[Labeling and segmentation records]
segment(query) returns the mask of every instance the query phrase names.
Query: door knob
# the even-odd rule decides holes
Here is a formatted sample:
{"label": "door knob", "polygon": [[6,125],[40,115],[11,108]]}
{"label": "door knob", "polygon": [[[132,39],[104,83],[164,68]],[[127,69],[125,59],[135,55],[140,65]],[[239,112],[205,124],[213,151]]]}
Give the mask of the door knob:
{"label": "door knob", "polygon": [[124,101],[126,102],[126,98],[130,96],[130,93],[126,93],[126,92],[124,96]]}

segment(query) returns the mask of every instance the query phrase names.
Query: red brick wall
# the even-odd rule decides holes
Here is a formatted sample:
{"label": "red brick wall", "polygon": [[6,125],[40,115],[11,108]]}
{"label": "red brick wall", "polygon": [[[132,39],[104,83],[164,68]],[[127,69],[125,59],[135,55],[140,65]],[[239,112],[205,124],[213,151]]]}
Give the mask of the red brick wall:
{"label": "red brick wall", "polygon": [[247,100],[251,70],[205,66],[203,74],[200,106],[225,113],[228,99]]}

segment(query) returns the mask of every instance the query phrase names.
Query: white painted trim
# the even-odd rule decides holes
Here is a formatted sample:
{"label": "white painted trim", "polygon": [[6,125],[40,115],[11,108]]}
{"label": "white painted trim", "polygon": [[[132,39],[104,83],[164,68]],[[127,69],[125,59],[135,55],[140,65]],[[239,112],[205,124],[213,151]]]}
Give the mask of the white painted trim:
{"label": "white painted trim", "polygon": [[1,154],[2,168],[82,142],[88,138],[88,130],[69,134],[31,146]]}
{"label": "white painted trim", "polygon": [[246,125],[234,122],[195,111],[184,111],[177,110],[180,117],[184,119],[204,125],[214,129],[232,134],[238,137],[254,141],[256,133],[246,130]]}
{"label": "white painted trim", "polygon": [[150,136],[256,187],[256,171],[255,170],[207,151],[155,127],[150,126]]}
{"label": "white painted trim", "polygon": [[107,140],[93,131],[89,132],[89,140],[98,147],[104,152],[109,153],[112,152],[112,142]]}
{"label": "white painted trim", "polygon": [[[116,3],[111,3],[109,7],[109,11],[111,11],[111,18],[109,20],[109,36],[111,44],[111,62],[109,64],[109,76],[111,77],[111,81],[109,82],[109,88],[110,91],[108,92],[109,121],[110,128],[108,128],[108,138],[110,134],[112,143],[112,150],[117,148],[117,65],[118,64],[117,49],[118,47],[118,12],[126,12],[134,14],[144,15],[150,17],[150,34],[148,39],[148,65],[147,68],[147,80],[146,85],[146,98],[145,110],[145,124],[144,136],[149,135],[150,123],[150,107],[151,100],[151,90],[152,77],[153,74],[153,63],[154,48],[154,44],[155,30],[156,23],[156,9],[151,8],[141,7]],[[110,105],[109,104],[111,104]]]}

# [WHAT NEEDS TO BE DONE]
Turn every line of the records above into a Markdown table with two columns, Row and Line. Number the rows in order and skip blank lines.

# [SOLUTION TO THE EXERCISE]
| Row | Line |
|---|---|
| 1 | segment(query) returns the mask of every instance the query phrase names. |
| 2 | Query: door knob |
| 3 | # the even-odd rule decides holes |
| 4 | Here is a formatted sample: |
| 5 | {"label": "door knob", "polygon": [[6,125],[40,115],[11,108]]} |
| 6 | {"label": "door knob", "polygon": [[[132,39],[104,83],[164,68]],[[127,69],[125,59],[135,55],[140,65]],[[239,112],[205,124],[213,151]]]} |
| 7 | Give the mask of the door knob: |
| 8 | {"label": "door knob", "polygon": [[124,101],[126,102],[126,98],[130,96],[130,93],[126,93],[126,92],[124,96]]} |
| 9 | segment(query) returns the mask of every instance the query phrase names. |
| 10 | Query: red brick wall |
| 11 | # the even-odd rule decides holes |
| 12 | Here is a formatted sample: |
| 13 | {"label": "red brick wall", "polygon": [[6,125],[40,115],[11,108]]} |
| 14 | {"label": "red brick wall", "polygon": [[[132,39],[104,83],[164,68]],[[127,69],[125,59],[135,55],[140,65]],[[239,112],[205,124],[213,151]]]} |
| 15 | Give the mask of the red brick wall: |
| 16 | {"label": "red brick wall", "polygon": [[247,100],[251,70],[205,66],[203,74],[200,106],[225,113],[228,99]]} |
| 17 | segment(query) returns the mask of every instance the query phrase names. |
| 18 | Query: white painted trim |
| 19 | # the even-odd rule decides holes |
| 20 | Here is a formatted sample: |
| 21 | {"label": "white painted trim", "polygon": [[6,125],[40,115],[11,108]]} |
| 22 | {"label": "white painted trim", "polygon": [[[132,39],[104,83],[164,68]],[[127,69],[125,59],[135,55],[140,65]],[[239,112],[205,124],[213,151]]]} |
| 23 | Give the mask of the white painted trim: |
| 24 | {"label": "white painted trim", "polygon": [[1,154],[2,168],[82,142],[88,138],[88,130],[69,134],[31,146]]} |
| 25 | {"label": "white painted trim", "polygon": [[246,125],[234,122],[195,111],[184,111],[177,110],[180,117],[184,119],[204,125],[214,129],[232,134],[238,137],[254,141],[256,133],[246,130]]} |
| 26 | {"label": "white painted trim", "polygon": [[150,136],[256,187],[256,171],[255,170],[207,151],[155,127],[150,126]]} |
| 27 | {"label": "white painted trim", "polygon": [[107,140],[93,131],[89,132],[89,140],[98,147],[104,152],[109,153],[112,152],[112,142]]} |
| 28 | {"label": "white painted trim", "polygon": [[[116,3],[111,3],[109,7],[109,11],[111,11],[111,18],[109,20],[109,36],[111,44],[111,62],[109,64],[109,76],[111,77],[111,81],[109,82],[109,88],[110,91],[108,92],[109,121],[110,128],[108,128],[108,138],[110,134],[112,143],[112,150],[117,148],[117,65],[118,64],[117,49],[118,47],[118,12],[126,12],[134,14],[144,15],[150,17],[150,34],[148,39],[148,65],[147,68],[147,80],[146,85],[146,98],[145,110],[145,124],[144,136],[149,135],[150,123],[150,107],[151,100],[151,90],[152,77],[153,74],[153,63],[154,48],[154,44],[155,30],[156,23],[156,9],[151,8],[141,7]],[[110,105],[109,104],[111,104]]]} |